— start of Excerpt —

The above asymptotic time complexities are tight, given the IT₀ data structure, except for the d query. To show that O(log² n) time complexity is also tight for the d query, we show that one can rewrite stabbing-max query and reduce it to d query. This can be done by expanding query point q into an interval s = [q, q + δ], where δ is small so that no stored interval endpoints falls into [q, q + δ]. Then, the stabbing-max query can be done by stabbing-intervals s′ such that s d s′ and keeping track of the max priority one. As bookkeeping does not take additional time for stabbing-interval query, if the d query takes less than O(log² n) time, so does the stabbing-max query on IT₀. This contradicts that O(log² n) is tight bound for stabbing-max query on IT₀, hence O(log² n) is a tight bound for the d query given the IT₀.

Interval Tree with Embedded Secondary Tournament Trees

In the next two sections, we describe two augmented interval trees that can be used to efficiently perform stabbing-interval query on hard Allen’s relations. By augmenting secondary trees into tournament trees and embedding them into T_p, Kaplan et al.²³ reduced stabbing-max query time to O(log n) in the worst case, insertions to O(log n) amortized time, and deletions to O(log n log log n) amortized time.

Using tournament tree

A tournament tree is a complete binary tree that can be operated as a min (max) heap.²⁵ The name is coined after the imaginary tournament: every leaf node corresponds to one player and every internal node correspond to the winner of one match. Each node a of the secondary BSTs T_l(v) or T_r(v) uses a tournament tree to maintain the maximum priority of the intervals in its subtree, denoted by m(α). The stabbing-max query can be performed as $m a x_{q} (S) = \max_{v \in \prod_{q}} m a x_{q} (S (v))$ , where ∏_q is the search path of q in T_p and recall that S = ∪_v S(v) is the set of all intervals. We abuse the notation and let max_q (.) denote both the maximum priority and the corresponding interval in a set. By keeping a backtrack pointer, max_q(.) operator also returns the max priority interval. If q < x_v in T_p, all the intervals whose left endpoints are <q will contain q. Thus $m a x_{q} (S (v)) = \max_{α \in \prod_{q}^{l}} m (α)$ , where $\prod_{q}^{l}$ consists of nodeshanging left off ∏_q, as shown in Figure 3. The case where q > x_v is analogous. This two-step procedure takes O(log² n) time.

— end of Excerpt —
— start of Dataset excerpts —

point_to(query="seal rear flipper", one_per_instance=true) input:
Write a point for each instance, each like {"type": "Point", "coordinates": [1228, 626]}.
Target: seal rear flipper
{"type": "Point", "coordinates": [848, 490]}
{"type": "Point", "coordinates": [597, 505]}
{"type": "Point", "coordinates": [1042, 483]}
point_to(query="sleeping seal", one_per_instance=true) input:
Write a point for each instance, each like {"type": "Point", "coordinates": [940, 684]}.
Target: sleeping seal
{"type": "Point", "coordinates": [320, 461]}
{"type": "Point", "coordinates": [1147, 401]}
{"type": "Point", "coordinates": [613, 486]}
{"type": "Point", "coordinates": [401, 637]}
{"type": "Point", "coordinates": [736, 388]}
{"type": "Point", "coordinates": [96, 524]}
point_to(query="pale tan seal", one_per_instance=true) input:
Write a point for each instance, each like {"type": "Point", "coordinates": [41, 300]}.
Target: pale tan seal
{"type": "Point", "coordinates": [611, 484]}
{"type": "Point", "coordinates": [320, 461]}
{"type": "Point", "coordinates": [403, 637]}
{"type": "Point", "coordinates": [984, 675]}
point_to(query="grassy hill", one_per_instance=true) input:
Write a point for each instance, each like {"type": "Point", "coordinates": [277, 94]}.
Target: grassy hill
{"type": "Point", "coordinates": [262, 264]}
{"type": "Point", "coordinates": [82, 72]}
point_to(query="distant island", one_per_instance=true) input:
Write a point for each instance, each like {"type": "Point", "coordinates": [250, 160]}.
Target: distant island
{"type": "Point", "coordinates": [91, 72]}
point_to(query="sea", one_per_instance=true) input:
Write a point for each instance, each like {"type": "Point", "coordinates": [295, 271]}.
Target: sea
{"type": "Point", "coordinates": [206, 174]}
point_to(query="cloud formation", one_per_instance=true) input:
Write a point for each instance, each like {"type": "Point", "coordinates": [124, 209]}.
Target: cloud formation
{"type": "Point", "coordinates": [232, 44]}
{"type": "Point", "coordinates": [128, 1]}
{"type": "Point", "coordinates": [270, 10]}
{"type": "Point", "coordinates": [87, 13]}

— end of Dataset excerpts —

Task statement:
Please carry on the interval tree excerpt after its final sentence, "This two-step procedure takes O(log² n) time."

Task answer:
Secondary tournament tree *T_l*(v). ∏_q is highlighted in yellow, while $\prod_{q}^{l}$ is highlighted in green.

Embed tournament tree

To embed the tournament trees into T_p, the tree T_l(v) (resp. T_r(v)) is redefined to be a tree isomorphic (hence a bijection δ is defined) to a subtree in T_p whose leaves store the left endpoints of S(v) (resp. the right endpoints of S(v)). Let p^k(v) denote v’s ancestor and recall that δ(.) is the bijection defined by the isomorphism between T_l(v) (resp. T_r(v)) and a sub-tree in T_p. Two additional data structures h_l(v) and h_r(v) are maintained, where h_l (v) = {α | ∃u = p^k(v)st.α ∈ T_l (u) and δ(α) = v} and h_r(v) is symmetrically defined. The h_l(v) and h_r(v) are maintained as max-heaps that have m(α) as the node α’s key. They are of size O(log n) and their maxima are M_l(v) and M_r(v), respectively. By definition, the set of intervals in h_l(v) is the set of intervals associated with v’s ancestors while having left endpoints in the range σ_v. The h_r(v) has symmetric definition. One stops maintaining secondary structures for low-level node v ∈ LL = {v | depth(v) < log n}. Let HL = {v | depth(v) $ log n}, HL has height O(log n – log log n). Denote the improved data structure to be IT₁. As they only maintain a O(log n) secondary structure for each of the Θ(n/log n) nodes, the space complexity of IT₁ is O(n).

Query and update

Let s′ be the interval with an endpoint at the leaf of ∏_q, and let w′ be the priority of s′ (if q ∈ s′, otherwise 0). The stabbing-max query can then be performed by $\max_{q} (S) = \max (\max_{v \in \prod_{q}^{l}} M_{l} (v)$ , $\max_{v \in \prod_{q}^{r}} M_{r} (v)$ ,w′, where M_l(v) and M_r(v) are introduced in “Embed tournament tree” section. This is illustrated in Figure 4. We can keep track of the interval achieving max_q(S) by storing backtracking pointers at the roots of h_l(v) and h_r(v). For all v ∈ HL, M_l(v) and M_r(v) now have O(1) access time. For all v ∈ LL, $\max_{v \in \prod_{q}^{l}, v \in L L}$ M_l(v) and $\max_{v \in \prod_{q}^{l}, v \in L L}$ M_l(v) can be found by a linear scan of O(log n) end points in O(log n) time. Thus, stabbing-max query now runs in O(log n) time.

Stabbing-max query in *T_p* with data structure IT₁. Line segments on top denote range of relative nodes. Line segments at bottom are example intervals of the two nodes hanging right of the search path. The search path ∏_q is highlighted in yellow, the nodes hanging left off $\prod_{q} (\prod_{q}^{l})$ and hanging right off $\prod_{q} (\prod_{q}^{r})$ are highlighted in green.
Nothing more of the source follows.